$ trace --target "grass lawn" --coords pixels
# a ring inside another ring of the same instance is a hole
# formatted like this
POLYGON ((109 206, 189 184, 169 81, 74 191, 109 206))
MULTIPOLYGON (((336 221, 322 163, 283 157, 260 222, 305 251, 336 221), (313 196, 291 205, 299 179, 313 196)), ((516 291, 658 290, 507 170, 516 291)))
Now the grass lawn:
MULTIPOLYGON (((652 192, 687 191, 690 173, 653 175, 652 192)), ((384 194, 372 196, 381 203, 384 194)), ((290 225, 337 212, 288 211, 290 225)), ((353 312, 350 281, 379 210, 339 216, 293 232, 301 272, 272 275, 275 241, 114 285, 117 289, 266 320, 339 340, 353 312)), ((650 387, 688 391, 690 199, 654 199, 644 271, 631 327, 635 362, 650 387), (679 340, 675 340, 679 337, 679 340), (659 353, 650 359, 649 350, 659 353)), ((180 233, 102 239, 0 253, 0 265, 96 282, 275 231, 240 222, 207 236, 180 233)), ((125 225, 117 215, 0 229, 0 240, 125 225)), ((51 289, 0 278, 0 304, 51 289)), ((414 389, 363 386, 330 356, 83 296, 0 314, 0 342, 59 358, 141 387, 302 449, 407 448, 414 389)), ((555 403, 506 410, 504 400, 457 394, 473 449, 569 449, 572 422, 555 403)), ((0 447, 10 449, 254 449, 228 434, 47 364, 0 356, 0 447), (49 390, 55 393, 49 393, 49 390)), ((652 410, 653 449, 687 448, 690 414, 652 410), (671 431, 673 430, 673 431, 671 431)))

Work order.
A word-for-word copy of the data is what should be returned.

Your response.
$ trace --target "grass lawn" --coords pixels
# a ring inside another ring of the same instance is a hole
# formatted like this
POLYGON ((109 206, 189 184, 169 81, 74 191, 109 206))
MULTIPOLYGON (((336 221, 322 163, 283 157, 260 222, 305 251, 336 221), (313 196, 291 205, 299 179, 313 196)), ((516 291, 658 290, 507 170, 516 291)))
Now the grass lawn:
MULTIPOLYGON (((652 192, 687 191, 690 173, 653 175, 652 192)), ((384 194, 372 196, 381 203, 384 194)), ((290 225, 337 212, 288 211, 290 225)), ((353 312, 350 281, 379 210, 339 216, 293 232, 301 272, 272 275, 275 241, 114 285, 117 289, 266 320, 339 340, 353 312)), ((650 387, 688 391, 690 199, 654 199, 644 271, 631 327, 635 362, 650 387), (679 340, 675 340, 679 337, 679 340), (659 353, 650 359, 649 350, 659 353)), ((180 233, 102 239, 0 253, 0 265, 96 282, 275 231, 240 222, 207 236, 180 233)), ((125 225, 117 215, 0 229, 0 240, 125 225)), ((51 289, 0 278, 0 304, 51 289)), ((414 389, 363 386, 330 356, 83 296, 0 314, 0 342, 59 358, 141 387, 302 449, 407 448, 414 389)), ((555 403, 506 410, 504 400, 457 394, 473 449, 569 449, 572 422, 555 403)), ((0 447, 10 449, 254 449, 228 434, 47 364, 0 356, 0 447), (49 390, 55 393, 49 393, 49 390)), ((652 410, 653 449, 687 448, 690 414, 652 410), (671 431, 673 430, 673 431, 671 431)))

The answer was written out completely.